- Douglas at GalaxyCon San Jose 2026
- Born: February 14, 1973 (age 53) Arkansas, USA
- Occupation: Actor
- Years active: 1995-present
- Notable credits: The Walking Dead as Tobin Breaking Bad as Det. Munn Psycho-Pass as Tomomi Masaoka, Dragon Ball Super as Beerus Borderlands (video games) as Krieg the Psycho Chainsaw Man as Kishibe

= Jason Douglas =

American actor

Jason Douglas (born February 14, 1973) is an American film, television and voice actor, known for portraying Tobin on AMC's The Walking Dead, voicing Beerus in the anime film Dragon Ball Z: Battle of Gods and the series Dragon Ball Super, Tomomi Masaoka in Psycho-Pass, Krieg in the video game Borderlands 2 and its sequel, Borderlands 3.

Douglas is noted for his appearances in films, including Sin City, Parkland, Two Step, and No Country for Old Men as well as recurring and guest appearances on hit TV shows such as Breaking Bad, The Leftovers, Nashville, The Night Shift, Preacher, and Cruel Summer.
_ _ _
From the Jason Douglas page, list every film named in the sentence that begins "Douglas is noted for his appearances in films."

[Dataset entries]
_ _ _
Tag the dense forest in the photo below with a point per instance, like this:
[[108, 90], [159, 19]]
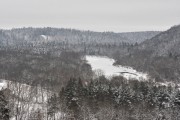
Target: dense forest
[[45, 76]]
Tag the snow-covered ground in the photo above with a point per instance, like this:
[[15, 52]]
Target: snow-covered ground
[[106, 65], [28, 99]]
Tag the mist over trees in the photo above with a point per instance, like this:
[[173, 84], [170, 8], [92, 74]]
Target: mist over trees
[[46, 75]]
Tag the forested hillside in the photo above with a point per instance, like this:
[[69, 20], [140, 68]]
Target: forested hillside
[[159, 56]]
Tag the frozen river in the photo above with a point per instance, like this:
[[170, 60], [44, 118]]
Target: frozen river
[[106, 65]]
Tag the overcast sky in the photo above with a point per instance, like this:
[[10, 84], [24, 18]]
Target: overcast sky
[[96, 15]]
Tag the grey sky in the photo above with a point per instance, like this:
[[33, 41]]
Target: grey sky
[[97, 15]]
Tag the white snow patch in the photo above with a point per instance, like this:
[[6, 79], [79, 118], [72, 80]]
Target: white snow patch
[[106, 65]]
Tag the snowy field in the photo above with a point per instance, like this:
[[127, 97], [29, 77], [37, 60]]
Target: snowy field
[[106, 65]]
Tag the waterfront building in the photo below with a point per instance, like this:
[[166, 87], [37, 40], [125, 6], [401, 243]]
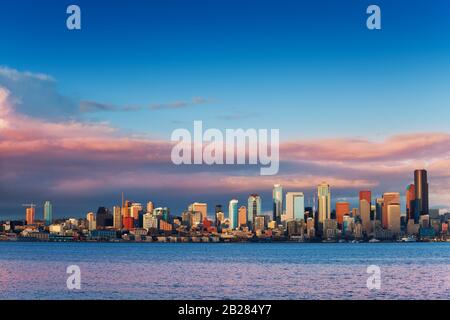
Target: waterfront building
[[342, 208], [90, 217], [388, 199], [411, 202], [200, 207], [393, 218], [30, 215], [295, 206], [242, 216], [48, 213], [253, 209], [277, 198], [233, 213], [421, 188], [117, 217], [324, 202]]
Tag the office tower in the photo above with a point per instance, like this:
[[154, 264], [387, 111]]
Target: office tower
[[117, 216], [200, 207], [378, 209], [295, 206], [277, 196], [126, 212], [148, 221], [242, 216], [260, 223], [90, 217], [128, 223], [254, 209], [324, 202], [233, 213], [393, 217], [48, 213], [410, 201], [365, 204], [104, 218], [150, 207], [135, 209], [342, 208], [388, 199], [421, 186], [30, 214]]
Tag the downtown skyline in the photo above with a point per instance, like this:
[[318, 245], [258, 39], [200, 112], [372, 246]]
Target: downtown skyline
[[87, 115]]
_ _ _
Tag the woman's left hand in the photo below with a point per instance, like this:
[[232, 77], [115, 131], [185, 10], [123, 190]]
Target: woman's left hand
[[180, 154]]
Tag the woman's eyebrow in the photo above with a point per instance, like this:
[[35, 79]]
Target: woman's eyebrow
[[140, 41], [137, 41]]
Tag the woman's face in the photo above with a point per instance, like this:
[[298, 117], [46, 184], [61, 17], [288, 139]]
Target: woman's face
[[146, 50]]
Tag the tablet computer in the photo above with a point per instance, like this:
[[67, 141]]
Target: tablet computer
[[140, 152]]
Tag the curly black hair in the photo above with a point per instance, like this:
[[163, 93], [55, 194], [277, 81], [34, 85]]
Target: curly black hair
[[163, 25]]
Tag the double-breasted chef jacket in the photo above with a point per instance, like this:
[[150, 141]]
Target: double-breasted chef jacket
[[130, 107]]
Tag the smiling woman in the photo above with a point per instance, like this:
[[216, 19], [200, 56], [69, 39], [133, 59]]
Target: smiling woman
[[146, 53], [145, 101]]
_ _ _
SOLUTION TO THIS TASK:
Sin City, Parkland, Two Step, No Country for Old Men